#### What is required:
Reproduce every entry that follows word for word, but omit the images.

(Records from a data collection)
* * *
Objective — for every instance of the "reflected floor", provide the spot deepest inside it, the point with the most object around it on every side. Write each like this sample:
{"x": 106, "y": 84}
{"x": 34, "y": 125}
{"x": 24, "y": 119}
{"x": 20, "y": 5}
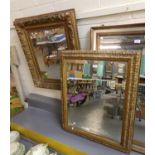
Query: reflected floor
{"x": 94, "y": 117}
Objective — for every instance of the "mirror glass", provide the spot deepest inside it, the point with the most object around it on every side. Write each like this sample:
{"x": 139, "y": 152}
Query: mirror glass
* * *
#### Task result:
Objective — for every instance of the "reflected floor", provide the spot deepest inside it, the point with the most object around it on every side. Write each like this sample:
{"x": 106, "y": 84}
{"x": 34, "y": 125}
{"x": 24, "y": 119}
{"x": 20, "y": 5}
Query: reflected floor
{"x": 94, "y": 117}
Objective — for every instance of the "mirror glass", provide the spot deepest inside it, the point with the most object around it on every side. Write each like this sample:
{"x": 139, "y": 152}
Query: mirror glass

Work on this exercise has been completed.